Pull out the data below unchanged, starting at the line that contains "find tree foliage." and ending at the last line of the data.

_Record extracts:_

%%

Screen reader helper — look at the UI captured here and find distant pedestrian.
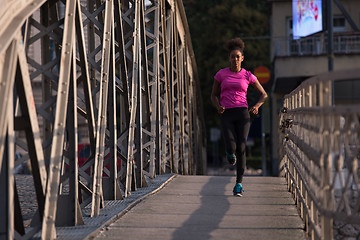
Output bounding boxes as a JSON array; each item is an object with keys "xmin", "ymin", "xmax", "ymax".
[{"xmin": 211, "ymin": 38, "xmax": 267, "ymax": 196}]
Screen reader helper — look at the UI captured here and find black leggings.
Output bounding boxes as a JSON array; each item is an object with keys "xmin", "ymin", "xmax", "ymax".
[{"xmin": 221, "ymin": 107, "xmax": 250, "ymax": 183}]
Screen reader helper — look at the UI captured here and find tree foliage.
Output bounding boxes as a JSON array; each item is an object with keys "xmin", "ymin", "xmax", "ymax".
[{"xmin": 183, "ymin": 0, "xmax": 270, "ymax": 129}]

%%

_Expected output:_
Screen reader helper — look at the UI captured here and find tree foliage.
Output bounding boxes as a JSON array; each item is an object with keys "xmin", "ymin", "xmax", "ymax".
[{"xmin": 183, "ymin": 0, "xmax": 270, "ymax": 129}]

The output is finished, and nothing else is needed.